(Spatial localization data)
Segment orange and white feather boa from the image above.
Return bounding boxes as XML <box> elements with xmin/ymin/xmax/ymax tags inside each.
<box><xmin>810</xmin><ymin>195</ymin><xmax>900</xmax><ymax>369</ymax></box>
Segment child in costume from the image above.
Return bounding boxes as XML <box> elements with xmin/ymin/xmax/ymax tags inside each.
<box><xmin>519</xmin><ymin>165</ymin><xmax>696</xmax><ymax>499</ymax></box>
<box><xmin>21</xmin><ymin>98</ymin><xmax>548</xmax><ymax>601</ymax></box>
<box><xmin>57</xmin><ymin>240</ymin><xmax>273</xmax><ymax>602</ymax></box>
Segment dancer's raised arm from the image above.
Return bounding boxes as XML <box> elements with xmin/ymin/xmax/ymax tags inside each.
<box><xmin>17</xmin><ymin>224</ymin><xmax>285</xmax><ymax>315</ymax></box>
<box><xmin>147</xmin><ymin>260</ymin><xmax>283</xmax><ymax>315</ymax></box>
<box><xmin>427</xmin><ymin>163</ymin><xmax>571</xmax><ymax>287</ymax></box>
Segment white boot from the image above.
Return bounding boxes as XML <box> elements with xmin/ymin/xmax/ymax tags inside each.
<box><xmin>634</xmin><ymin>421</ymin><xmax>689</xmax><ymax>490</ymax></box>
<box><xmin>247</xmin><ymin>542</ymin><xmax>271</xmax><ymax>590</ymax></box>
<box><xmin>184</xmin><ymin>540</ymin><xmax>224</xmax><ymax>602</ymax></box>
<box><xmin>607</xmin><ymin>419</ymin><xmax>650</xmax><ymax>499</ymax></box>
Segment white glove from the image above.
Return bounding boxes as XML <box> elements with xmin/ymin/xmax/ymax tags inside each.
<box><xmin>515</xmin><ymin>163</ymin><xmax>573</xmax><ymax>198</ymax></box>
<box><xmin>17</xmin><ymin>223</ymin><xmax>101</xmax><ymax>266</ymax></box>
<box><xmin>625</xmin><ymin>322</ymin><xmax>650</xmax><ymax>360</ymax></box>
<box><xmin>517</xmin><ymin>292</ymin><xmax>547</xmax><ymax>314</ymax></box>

### Task description:
Reproduce every line above containing "Segment".

### Response area:
Segment orange and white feather boa from the image above.
Segment child in costume from the image above.
Segment dancer's raised arm from the image above.
Segment white boot from the image above.
Segment white glove from the image above.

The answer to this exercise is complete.